## start EXERCISE INPUT
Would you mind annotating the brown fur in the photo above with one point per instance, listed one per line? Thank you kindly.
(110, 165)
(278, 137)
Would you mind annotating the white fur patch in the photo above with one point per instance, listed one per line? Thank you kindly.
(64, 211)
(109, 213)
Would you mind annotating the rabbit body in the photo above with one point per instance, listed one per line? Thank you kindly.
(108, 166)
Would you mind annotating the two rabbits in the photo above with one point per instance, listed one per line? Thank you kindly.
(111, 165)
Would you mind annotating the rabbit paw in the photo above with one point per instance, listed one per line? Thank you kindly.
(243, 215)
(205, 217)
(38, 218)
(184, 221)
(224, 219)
## end EXERCISE INPUT
## start EXERCISE INPUT
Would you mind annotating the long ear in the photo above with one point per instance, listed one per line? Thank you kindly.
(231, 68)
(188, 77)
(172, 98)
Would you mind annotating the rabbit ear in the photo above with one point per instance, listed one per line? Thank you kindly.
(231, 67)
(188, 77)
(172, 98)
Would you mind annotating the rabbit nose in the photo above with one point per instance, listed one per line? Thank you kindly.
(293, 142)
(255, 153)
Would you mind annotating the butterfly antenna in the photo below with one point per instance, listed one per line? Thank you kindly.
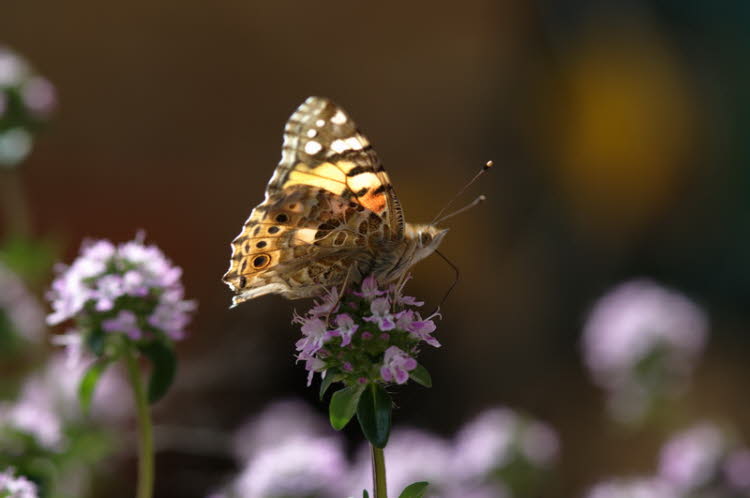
## end EXERCISE INPUT
* [WHAT YOU NEED TO DO]: How many lines of the material above contain the string "below"? Case counts. Reply with the number alone.

* [FINAL ANSWER]: 1